▶ **Dataset records**
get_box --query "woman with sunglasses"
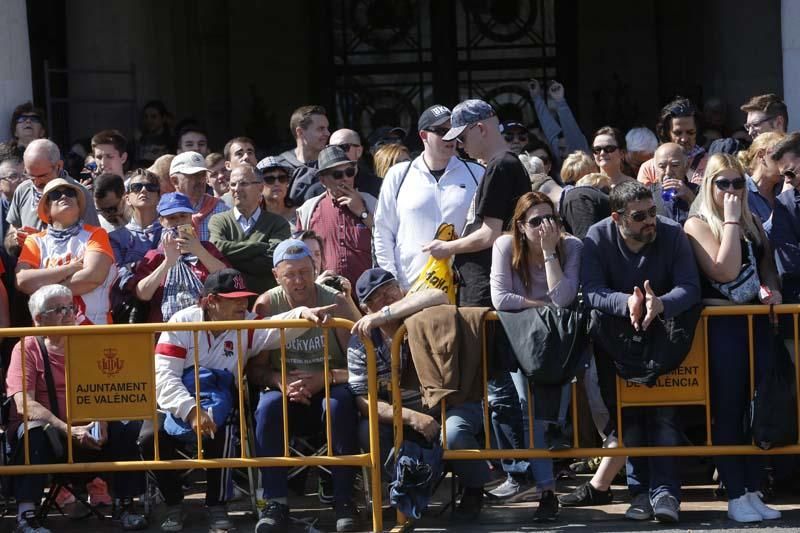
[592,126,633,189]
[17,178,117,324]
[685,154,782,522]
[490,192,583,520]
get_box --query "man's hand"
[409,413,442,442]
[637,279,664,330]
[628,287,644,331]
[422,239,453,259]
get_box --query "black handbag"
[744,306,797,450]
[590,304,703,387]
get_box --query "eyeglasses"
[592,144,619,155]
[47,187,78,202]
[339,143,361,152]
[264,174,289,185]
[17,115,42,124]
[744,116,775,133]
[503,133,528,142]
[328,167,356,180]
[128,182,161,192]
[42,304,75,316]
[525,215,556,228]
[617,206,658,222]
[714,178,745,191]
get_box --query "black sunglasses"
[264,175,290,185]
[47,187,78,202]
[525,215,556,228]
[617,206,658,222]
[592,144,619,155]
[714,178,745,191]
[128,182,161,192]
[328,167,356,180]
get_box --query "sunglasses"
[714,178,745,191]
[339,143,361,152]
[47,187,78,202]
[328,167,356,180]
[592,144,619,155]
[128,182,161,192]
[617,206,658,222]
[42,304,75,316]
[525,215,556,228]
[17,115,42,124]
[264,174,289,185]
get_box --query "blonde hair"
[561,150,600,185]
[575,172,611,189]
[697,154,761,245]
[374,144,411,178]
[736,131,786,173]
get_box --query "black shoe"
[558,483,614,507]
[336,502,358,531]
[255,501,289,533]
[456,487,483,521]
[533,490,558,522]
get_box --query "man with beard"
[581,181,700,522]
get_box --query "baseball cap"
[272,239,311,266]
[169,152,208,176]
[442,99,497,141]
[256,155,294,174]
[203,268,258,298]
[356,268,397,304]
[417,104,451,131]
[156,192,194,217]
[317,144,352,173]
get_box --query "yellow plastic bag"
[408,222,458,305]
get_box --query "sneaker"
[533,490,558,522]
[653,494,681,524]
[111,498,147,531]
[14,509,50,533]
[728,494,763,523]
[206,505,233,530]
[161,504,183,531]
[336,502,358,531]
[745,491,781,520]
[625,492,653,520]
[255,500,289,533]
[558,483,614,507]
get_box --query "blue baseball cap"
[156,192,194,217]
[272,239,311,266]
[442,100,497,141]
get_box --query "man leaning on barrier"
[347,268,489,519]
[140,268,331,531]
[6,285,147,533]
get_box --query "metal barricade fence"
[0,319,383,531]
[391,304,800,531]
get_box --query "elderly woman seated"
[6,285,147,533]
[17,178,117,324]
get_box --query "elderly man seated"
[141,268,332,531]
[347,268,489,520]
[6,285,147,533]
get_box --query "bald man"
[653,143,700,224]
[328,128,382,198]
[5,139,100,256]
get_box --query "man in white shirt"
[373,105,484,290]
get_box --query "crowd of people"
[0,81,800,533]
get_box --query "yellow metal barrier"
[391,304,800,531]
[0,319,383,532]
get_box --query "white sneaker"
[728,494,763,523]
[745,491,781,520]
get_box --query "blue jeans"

▶ **Problem description**
Rewrite the data above, substituting "hat" for every occurrence of "baseball cap" and keeping everything else unchanged. Omit the pictures from your output.

▶ **Task response**
get_box --query "woman with sunglasses"
[592,126,633,189]
[17,178,117,324]
[685,154,782,522]
[490,192,583,520]
get_box --query "man's hand"
[409,413,442,442]
[637,279,664,330]
[628,287,644,331]
[422,239,453,259]
get_box --query "black handbag"
[744,306,797,450]
[590,304,703,387]
get_box --query "eyeglasses"
[592,144,619,155]
[47,187,78,202]
[339,143,361,152]
[264,174,289,185]
[17,115,42,124]
[744,116,775,133]
[503,133,528,142]
[328,167,356,180]
[128,182,161,192]
[42,304,75,316]
[525,215,556,228]
[617,206,658,222]
[714,178,745,191]
get_box --query "black sunglasses"
[264,175,290,185]
[47,187,78,202]
[525,215,556,228]
[617,206,658,222]
[592,144,619,155]
[714,178,745,191]
[128,182,161,192]
[328,167,356,180]
get_box --query "sunglasses"
[714,178,745,191]
[339,143,361,152]
[47,187,78,202]
[328,167,356,180]
[592,144,619,155]
[128,182,161,192]
[617,206,658,222]
[42,304,75,316]
[525,215,556,228]
[17,115,42,124]
[264,174,289,185]
get_box --query "blonde hair"
[561,150,600,185]
[575,172,611,189]
[697,154,761,245]
[374,144,411,178]
[736,131,786,173]
get_box --query "black shoe"
[558,483,614,507]
[336,502,358,531]
[255,501,289,533]
[456,487,483,521]
[533,490,558,522]
get_box --query "man with beard"
[581,181,700,522]
get_box --query "hat"
[272,239,311,266]
[169,152,208,176]
[442,99,497,141]
[256,155,294,174]
[203,268,258,298]
[356,268,397,304]
[417,104,451,131]
[156,192,194,217]
[317,144,352,173]
get_box --query "yellow plastic bag"
[408,222,458,305]
get_box --query "sneaker"
[533,490,558,522]
[653,494,681,524]
[111,498,147,531]
[14,509,50,533]
[728,494,763,523]
[206,505,233,530]
[161,504,183,531]
[336,502,358,531]
[745,491,781,520]
[625,492,653,520]
[255,500,289,533]
[558,483,614,507]
get_box --query "blue hat"
[156,192,194,217]
[272,239,311,266]
[442,100,497,141]
get_box --query "man leaning on barrier"
[347,268,489,519]
[140,268,331,531]
[6,285,147,533]
get_box --query "metal barricade fence"
[0,319,383,531]
[391,304,800,531]
get_box --query "elderly woman seated"
[6,285,147,533]
[17,178,117,324]
get_box --query "elderly man seated"
[141,268,332,531]
[347,268,489,520]
[6,285,147,533]
get_box --query "bald man"
[653,143,700,224]
[328,128,382,198]
[5,139,100,256]
get_box --query "man in white shirt"
[373,105,484,290]
get_box --query "crowd of people"
[0,81,800,533]
get_box --query "yellow metal barrier"
[391,304,800,531]
[0,319,383,532]
get_box --query "white sneaker"
[728,494,763,523]
[745,491,781,520]
get_box --query "blue jeans"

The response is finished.